* **WORK REQUIRED**: Output the data exactly, with every line intact.

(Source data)
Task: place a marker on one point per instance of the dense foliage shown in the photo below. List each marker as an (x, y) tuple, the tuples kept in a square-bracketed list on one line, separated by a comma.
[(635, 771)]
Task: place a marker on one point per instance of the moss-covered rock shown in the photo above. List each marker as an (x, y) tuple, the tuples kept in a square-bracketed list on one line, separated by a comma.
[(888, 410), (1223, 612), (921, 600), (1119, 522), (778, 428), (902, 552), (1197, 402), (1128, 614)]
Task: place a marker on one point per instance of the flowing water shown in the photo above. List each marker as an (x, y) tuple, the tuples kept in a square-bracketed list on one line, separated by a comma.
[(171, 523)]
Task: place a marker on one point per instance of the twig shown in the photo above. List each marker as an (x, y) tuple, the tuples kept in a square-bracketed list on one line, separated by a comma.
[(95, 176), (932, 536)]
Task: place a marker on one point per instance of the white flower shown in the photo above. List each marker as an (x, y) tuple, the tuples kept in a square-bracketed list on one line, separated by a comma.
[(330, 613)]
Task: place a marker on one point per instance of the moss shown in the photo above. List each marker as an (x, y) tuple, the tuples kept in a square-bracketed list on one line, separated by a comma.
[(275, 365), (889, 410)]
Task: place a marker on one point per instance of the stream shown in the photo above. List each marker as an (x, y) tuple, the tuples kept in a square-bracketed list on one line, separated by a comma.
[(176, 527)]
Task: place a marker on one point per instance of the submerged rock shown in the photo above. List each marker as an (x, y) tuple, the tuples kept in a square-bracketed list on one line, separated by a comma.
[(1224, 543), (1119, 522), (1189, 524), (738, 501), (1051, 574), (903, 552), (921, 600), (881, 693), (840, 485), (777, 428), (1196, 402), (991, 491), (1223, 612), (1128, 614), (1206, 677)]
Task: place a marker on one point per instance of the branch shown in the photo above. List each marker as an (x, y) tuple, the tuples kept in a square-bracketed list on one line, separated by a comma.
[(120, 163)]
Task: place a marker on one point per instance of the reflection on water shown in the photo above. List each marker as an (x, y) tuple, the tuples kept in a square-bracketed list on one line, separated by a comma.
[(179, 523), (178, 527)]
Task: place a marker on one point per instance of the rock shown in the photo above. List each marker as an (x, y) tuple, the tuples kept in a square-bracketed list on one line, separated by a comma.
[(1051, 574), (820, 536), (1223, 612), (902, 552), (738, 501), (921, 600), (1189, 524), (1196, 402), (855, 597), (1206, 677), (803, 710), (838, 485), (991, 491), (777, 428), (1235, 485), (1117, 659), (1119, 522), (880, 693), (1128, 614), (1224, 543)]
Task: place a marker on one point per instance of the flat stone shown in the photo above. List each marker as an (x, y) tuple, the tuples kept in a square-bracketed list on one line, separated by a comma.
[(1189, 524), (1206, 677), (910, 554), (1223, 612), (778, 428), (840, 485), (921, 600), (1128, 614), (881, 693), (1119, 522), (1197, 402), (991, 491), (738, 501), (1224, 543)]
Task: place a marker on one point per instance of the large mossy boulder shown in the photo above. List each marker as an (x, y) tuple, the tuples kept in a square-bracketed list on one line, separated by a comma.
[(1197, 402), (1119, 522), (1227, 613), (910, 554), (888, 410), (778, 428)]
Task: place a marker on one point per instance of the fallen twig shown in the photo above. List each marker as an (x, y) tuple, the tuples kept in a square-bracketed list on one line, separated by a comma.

* **EXERCISE RESULT**:
Task: place a marker on one point per instance of the dense foliage shown in the photo below. List each marker as an (x, y) tuple, the tuples kept in a square-bracketed list on one line, separated by a comma.
[(635, 771)]
Task: place a marker on one point per instance of the moss-covered rock shown in the photo above. List each marker as an (x, y) tuple, the tuples kept in a square-bracketed list on one line, separated by a comma.
[(888, 410), (1223, 612), (921, 600), (1119, 522), (778, 428), (902, 552), (1197, 402), (1128, 614)]
Task: place a marker on one point per instance of the flowing water shown in the photo above. List each marker as an (x, y) tuple, the tuples kept in a square-bracketed list on one line, separated by a comma.
[(171, 523)]
Task: place a marker on one point per instance of the twig shown in the photo above. List each marker as an (x, y) tuple, the tuples kept in a square-bracketed list on one line, separated by a comma.
[(95, 176), (932, 536)]
Task: place a marker on one point per instance of the white flower shown in the photo above. List each marker as an (x, y) tuple, the tuples kept in a square-bracketed list on one line, separated by a comma.
[(330, 613)]
Task: place a marker on one point per instance of the moss shown in the photo above. List each marker as an (x, y) tuple, the tuples kept in a square-bracketed list on one line, separated by a comma.
[(275, 365), (889, 410)]
Task: place a marker on one point per instance of the stream shown in the photo above. List each marker as an (x, y) tuple, the tuples kept in a square-bracketed list on one line, separated by a comma.
[(176, 527)]
Task: place a marker on one point per instance of the submerged rock shown in the photo above. List each marker as an (x, y) tuple, the tuples kept in a square-bracketed list on one line, separated by a comma.
[(1224, 543), (1119, 522), (1189, 524), (738, 501), (1051, 574), (903, 552), (921, 600), (881, 693), (840, 485), (777, 428), (1196, 402), (991, 491), (1223, 612), (1128, 614), (1206, 677)]
Task: place a marker on one point per instance of the branch shown in the photo above. List each marker as an (x, y) tuple, the tuples kept in a square-bracketed list on one line, separated by a comma.
[(120, 163)]
Task: place a marker on one point per instance of the reflection on water shown in the photo above. List each marker as an (x, y) tuple, the tuples kept in a square-bracketed list on one line, separated by a comma.
[(179, 523), (178, 527)]
Task: place a marker on one point per instance of the rock shown in the photo above. List each marker as an (x, y) tuple, the tuples kept in a square-bracketed list on one line, separated by a comma.
[(1051, 574), (820, 536), (1223, 612), (902, 552), (738, 501), (921, 600), (1189, 524), (1196, 402), (855, 597), (1206, 677), (803, 710), (838, 485), (991, 491), (777, 428), (1235, 485), (1117, 659), (1119, 522), (880, 693), (1128, 614), (1224, 543)]
Task: place a marker on one point per instance of the flat stone shown in the photo above. List each marker as an (x, y) tuple, the tuples kept in a square-bracketed list on one line, separated by a comma.
[(1189, 524), (1206, 677), (910, 554), (1223, 612), (778, 428), (840, 485), (921, 600), (1128, 614), (881, 693), (1119, 522), (1197, 402), (991, 491), (738, 501), (1224, 543)]
Task: place a marker on one point per instance of the large mossy boulder shown in the photo above. List each marker as an (x, y) tuple, the tuples kept in a square-bracketed list on one line, separated by a comma.
[(1197, 402), (1119, 522), (1227, 613), (910, 554), (888, 410), (778, 428)]
Task: place a marker on one point per instance of the fallen twig shown in the photo above. List each marker as an (x, y) tuple, the tuples kept in a square-bracketed list on one line, separated by a comma.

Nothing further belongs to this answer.